→ **Texto exibido**:

UMA NAÇÃO SEM PERDÃO
Ida Duclós
Não existe tons de cinza no filme Sin City, a cidade do pecado. O contraste entre branco e o preto é quase excessivo, chapado, brilhante. A luz não penetra nas trevas que dominam a cidade do pecado, não é mais possível nuances entre o bem e o mal. "There's no choice left. And I'm ready for war", diz o personagem Marv, interpretado por Mickey Rourke".
A cidade - localizada em algum lugar incerto no oeste norte-americano ? está na mão da máfia liderada pelo Senador Roark, que sonha em fazer de seu filho Roark Jr, o futuro presidentes dos Estados Unidos. Não importa que Jr seja um pervertido, que seqüestre, torture e estupre crianças. Para o senador, o importante é que sua linhagem mantenha e conquiste sempre mais poder. Os predadores agem soltos pela cidade e são acobertados pela polícia corrupta. A fazenda da família Roark é o refúgio de outro sociopata, Kevin, que pratica antropofagia em suas vítimas. Quem ainda se lembra Anthony Hopkins no papel de Hannibal, não vai ficar muito horrorizado com Kevin, o assassino que é utilizado pelo irmão do senador, Cardeal Patrick Roark.

→ **Lista de tarefas**:
[a] Na resenha sobre o filme Sin City, quem interpreta o personagem Marv?
[b] Edite o trecho da resenha sobre Sin City de "A cidade - localizada" a "Cardeal Patrick Roark.", substituindo "cidade" por "metrópole".
[c] Retome a resenha sobre o filme Sin City a partir do ponto em que ela para e dê continuidade ao texto.

→ **Dados coletados**:
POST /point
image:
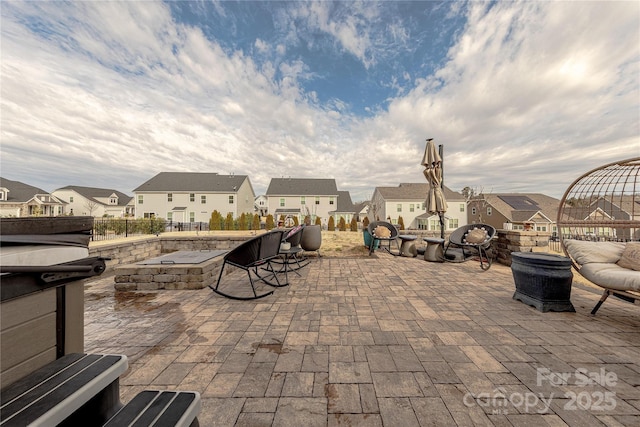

→ **Respostas finais**:
[a] Mickey Rourke.

[b]
A metrópole - localizada em algum lugar incerto no oeste norte-americano ? está na mão da máfia liderada pelo Senador Roark, que sonha em fazer de seu filho Roark Jr, o futuro presidentes dos Estados Unidos. Não importa que Jr seja um pervertido, que seqüestre, torture e estupre crianças. Para o senador, o importante é que sua linhagem mantenha e conquiste sempre mais poder. Os predadores agem soltos pela metrópole e são acobertados pela polícia corrupta. A fazenda da família Roark é o refúgio de outro sociopata, Kevin, que pratica antropofagia em suas vítimas. Quem ainda se lembra Anthony Hopkins no papel de Hannibal, não vai ficar muito horrorizado com Kevin, o assassino que é utilizado pelo irmão do senador, Cardeal Patrick Roark.

[c]
A extrema violência do filme é estilizada no estilo das histórias em quadrinhos, tiros e explosões não bastam para matar, monstros e heróis continuam vivos na cena seguinte. Frank Miller desfila todos os clichês dos filmes e da literatura noir de forma caricata, numa espiral crescente de perversões, para mostrar que tudo é irreal em Hollywood. Miller desconstrói a banalização da violência e da crueldade - tão comum no cinema americano - mostrando que isso é feito com o objetivo de anestesiar e atordoar os espectadores. A ideologia por trás dos filmes americanos que se espalham pelas telas de mundo inteiro, cria uma violência massacrante e fictícia. E isso serve para tornar mais fácil a dominação do império americano pela mentira.
"Power don't come from a badge or a gun. Power comes from lying. Lying big, and gettin' the whole damn world to play along with you. Once you got everybody agreeing with what they know in their hearts ain't true, you've got e'm by the balls. Tell anybody the truth and they're dead!", diz o Senador Roark para o detetive John Hartigan, interpretado por Bruce Williams, o único policial honesto da cidade.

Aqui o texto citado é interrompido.